Required work => Your response should be every line of the data, written out exactly.

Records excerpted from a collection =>
◇ ◇ ◇ ◇ ◇ ◇ ◇

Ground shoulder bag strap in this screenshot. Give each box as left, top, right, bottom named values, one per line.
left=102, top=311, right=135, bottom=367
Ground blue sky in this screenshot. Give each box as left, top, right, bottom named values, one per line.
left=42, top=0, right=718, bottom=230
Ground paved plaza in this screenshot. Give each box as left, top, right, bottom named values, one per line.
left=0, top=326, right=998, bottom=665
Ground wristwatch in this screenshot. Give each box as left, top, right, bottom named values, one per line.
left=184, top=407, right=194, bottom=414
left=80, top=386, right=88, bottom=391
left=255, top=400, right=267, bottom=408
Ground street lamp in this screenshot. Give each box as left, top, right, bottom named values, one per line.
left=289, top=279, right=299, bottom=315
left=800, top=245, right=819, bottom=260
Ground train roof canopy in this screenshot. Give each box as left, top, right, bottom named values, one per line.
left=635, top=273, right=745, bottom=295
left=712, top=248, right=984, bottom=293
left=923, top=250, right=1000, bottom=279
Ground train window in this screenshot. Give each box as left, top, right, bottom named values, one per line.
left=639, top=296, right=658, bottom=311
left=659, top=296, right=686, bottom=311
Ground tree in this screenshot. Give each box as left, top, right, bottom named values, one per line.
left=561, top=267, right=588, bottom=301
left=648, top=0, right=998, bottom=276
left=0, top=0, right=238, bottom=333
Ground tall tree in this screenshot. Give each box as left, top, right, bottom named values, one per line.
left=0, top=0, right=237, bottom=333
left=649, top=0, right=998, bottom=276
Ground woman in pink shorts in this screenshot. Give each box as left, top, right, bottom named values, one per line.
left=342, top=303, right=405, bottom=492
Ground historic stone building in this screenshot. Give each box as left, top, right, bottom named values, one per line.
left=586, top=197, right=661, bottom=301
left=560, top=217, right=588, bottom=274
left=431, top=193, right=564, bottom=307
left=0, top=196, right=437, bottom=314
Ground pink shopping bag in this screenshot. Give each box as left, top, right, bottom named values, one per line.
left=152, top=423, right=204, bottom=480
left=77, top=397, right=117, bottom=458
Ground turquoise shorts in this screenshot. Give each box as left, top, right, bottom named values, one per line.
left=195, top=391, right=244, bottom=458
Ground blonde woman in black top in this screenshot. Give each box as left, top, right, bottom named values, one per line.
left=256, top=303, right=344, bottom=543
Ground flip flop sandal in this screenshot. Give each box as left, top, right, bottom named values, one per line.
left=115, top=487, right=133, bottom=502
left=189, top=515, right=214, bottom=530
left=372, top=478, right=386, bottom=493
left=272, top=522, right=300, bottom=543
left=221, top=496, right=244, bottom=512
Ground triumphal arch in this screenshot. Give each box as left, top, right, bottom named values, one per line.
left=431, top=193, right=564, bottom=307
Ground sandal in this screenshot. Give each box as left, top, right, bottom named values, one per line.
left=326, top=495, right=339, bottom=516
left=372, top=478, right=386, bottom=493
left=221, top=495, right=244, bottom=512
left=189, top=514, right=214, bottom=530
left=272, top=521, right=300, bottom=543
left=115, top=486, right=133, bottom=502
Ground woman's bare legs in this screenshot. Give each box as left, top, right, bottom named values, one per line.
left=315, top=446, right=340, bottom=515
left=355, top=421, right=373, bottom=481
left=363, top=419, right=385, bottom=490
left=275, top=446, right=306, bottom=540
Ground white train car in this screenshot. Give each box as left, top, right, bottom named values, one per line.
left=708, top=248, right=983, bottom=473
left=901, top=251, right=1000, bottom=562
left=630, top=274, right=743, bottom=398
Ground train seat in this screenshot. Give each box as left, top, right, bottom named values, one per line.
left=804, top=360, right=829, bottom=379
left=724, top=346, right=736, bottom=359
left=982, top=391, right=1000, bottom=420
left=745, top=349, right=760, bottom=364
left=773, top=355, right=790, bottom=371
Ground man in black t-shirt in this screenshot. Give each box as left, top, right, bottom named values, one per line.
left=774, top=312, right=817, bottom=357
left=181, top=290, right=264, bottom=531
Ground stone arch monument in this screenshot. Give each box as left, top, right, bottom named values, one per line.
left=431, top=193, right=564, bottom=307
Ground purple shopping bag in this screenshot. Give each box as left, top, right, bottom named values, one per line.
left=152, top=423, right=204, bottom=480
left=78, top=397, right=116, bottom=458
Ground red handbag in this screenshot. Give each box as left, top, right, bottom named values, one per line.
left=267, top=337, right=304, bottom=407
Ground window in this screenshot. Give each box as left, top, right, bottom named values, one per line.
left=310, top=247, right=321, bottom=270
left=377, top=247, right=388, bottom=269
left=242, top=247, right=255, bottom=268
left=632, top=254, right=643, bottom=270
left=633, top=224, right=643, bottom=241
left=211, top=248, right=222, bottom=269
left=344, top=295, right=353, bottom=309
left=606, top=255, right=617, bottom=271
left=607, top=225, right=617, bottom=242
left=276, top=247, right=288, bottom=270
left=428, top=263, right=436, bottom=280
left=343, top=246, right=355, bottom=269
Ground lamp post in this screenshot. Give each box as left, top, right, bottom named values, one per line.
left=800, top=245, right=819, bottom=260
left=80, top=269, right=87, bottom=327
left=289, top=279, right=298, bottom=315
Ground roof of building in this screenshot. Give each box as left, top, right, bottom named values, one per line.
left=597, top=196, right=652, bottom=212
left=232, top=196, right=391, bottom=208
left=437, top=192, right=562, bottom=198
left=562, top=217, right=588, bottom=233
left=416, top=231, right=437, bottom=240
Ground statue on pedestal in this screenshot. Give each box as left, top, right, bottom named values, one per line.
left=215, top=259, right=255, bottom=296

◇ ◇ ◇ ◇ ◇ ◇ ◇

Response to the task =>
Ground shoulder bag strap in this screenshot. Give each box as left, top, right, bottom named values, one per line.
left=102, top=311, right=135, bottom=367
Ground blue sky in this screenshot. Give each box as left, top, right, bottom named values, one per line.
left=42, top=0, right=718, bottom=230
Ground paved plaza in this screenshot. Give each box as left, top, right, bottom named values, one per line.
left=0, top=326, right=998, bottom=665
Ground wristwatch in this screenshot. Give each box as left, top, right, bottom named values, one per line.
left=184, top=407, right=194, bottom=414
left=80, top=386, right=88, bottom=391
left=255, top=400, right=267, bottom=408
Ground street lamp in this screenshot. Give each box as left, top, right, bottom named values, one per line.
left=289, top=279, right=299, bottom=315
left=800, top=245, right=819, bottom=260
Ground train roof canopy in this screenshot. Give each box as left, top, right, bottom named values, one per line.
left=635, top=273, right=745, bottom=295
left=712, top=248, right=984, bottom=293
left=923, top=250, right=1000, bottom=279
Ground train window in this screenshot. Give each box as left, top, right, bottom named values, one per line.
left=639, top=296, right=658, bottom=311
left=659, top=296, right=686, bottom=311
Ground tree in this screenshot. Give each box as left, top, right, bottom named values, one per line.
left=561, top=267, right=588, bottom=301
left=648, top=0, right=998, bottom=276
left=0, top=0, right=238, bottom=333
Ground tall tree in this screenshot. Give each box as left, top, right, bottom named values, one per line.
left=0, top=0, right=237, bottom=333
left=649, top=0, right=998, bottom=276
Ground woman in pink shorts in this screenshot. Give each box as left, top, right, bottom named values, one per line.
left=342, top=303, right=405, bottom=492
Ground historic stone building in this screenshot. Give each box as left, top, right, bottom named values, one per line.
left=586, top=197, right=661, bottom=301
left=560, top=217, right=588, bottom=274
left=431, top=193, right=564, bottom=307
left=0, top=196, right=437, bottom=314
Ground pink shopping bag in this screenshot. Give each box as left, top, right, bottom named values, one per line.
left=152, top=423, right=204, bottom=480
left=77, top=397, right=117, bottom=458
Ground turquoise shorts in this screenshot. Give each box as left, top, right, bottom named values, one per line.
left=195, top=391, right=244, bottom=458
Ground blonde woman in black top in this screenshot. Give each box as left, top, right, bottom named values, one per line.
left=256, top=303, right=344, bottom=543
Ground flip flop sandal in this screenshot. Give each box as left, top, right, bottom named values, one per line.
left=115, top=487, right=133, bottom=502
left=189, top=515, right=214, bottom=530
left=372, top=478, right=386, bottom=493
left=272, top=522, right=300, bottom=543
left=221, top=496, right=244, bottom=512
Ground triumphal arch in this screenshot. Give each box as left, top, right, bottom named values, one per line.
left=431, top=193, right=564, bottom=307
Ground sandal in this screenshot. Give each box as left, top, right, bottom named values, one per line.
left=326, top=495, right=339, bottom=516
left=372, top=478, right=386, bottom=493
left=221, top=495, right=244, bottom=512
left=189, top=514, right=214, bottom=530
left=272, top=521, right=300, bottom=543
left=115, top=486, right=133, bottom=502
Ground woman's bare legs in this screenshot. Give each box as left, top, right, bottom named values, one per line.
left=315, top=446, right=340, bottom=515
left=355, top=421, right=373, bottom=481
left=363, top=419, right=385, bottom=490
left=275, top=446, right=306, bottom=540
Ground white train car in this screenshot. Give each box as left, top, right, bottom named values, one per line.
left=708, top=248, right=983, bottom=473
left=901, top=251, right=1000, bottom=562
left=630, top=274, right=743, bottom=398
Ground train seat in this screenshot. Give each box as left, top, right, bottom named values, one per line.
left=804, top=360, right=829, bottom=379
left=724, top=346, right=736, bottom=359
left=982, top=391, right=1000, bottom=420
left=745, top=349, right=760, bottom=364
left=773, top=355, right=790, bottom=371
Ground man in black t-shirt in this screenshot. Give each box as left, top, right, bottom named values, one per line.
left=774, top=312, right=817, bottom=357
left=181, top=290, right=264, bottom=531
Ground stone arch monument in this screenshot. Give each box as left, top, right, bottom named values, one per line.
left=431, top=193, right=564, bottom=307
Ground purple shopping bag in this screenshot. Give each box as left, top, right, bottom named values, one per line.
left=152, top=423, right=204, bottom=480
left=78, top=397, right=116, bottom=458
Ground red handbag in this screenshot. Give each box as left, top, right, bottom named values, one per line.
left=267, top=337, right=304, bottom=407
Ground window in this screenshot. Give each box as left, top, right, bottom named values, one per line.
left=310, top=247, right=321, bottom=270
left=377, top=247, right=388, bottom=269
left=242, top=247, right=255, bottom=268
left=632, top=254, right=643, bottom=270
left=633, top=224, right=643, bottom=241
left=211, top=248, right=222, bottom=269
left=344, top=295, right=353, bottom=309
left=606, top=255, right=617, bottom=271
left=607, top=225, right=617, bottom=242
left=276, top=247, right=288, bottom=270
left=428, top=263, right=436, bottom=280
left=343, top=246, right=355, bottom=269
Ground lamp post in this screenshot. Give each box as left, top, right, bottom named values, one per line.
left=800, top=245, right=819, bottom=260
left=80, top=269, right=87, bottom=327
left=289, top=279, right=298, bottom=315
Ground roof of building in this screenshot. Give each box as left, top, right, bottom named values, one per line.
left=597, top=196, right=652, bottom=212
left=232, top=196, right=391, bottom=208
left=437, top=192, right=562, bottom=198
left=562, top=217, right=588, bottom=233
left=416, top=231, right=437, bottom=240
Ground statue on pedestal in this screenshot. Give each box as left, top, right, bottom named values, one per line.
left=215, top=259, right=255, bottom=296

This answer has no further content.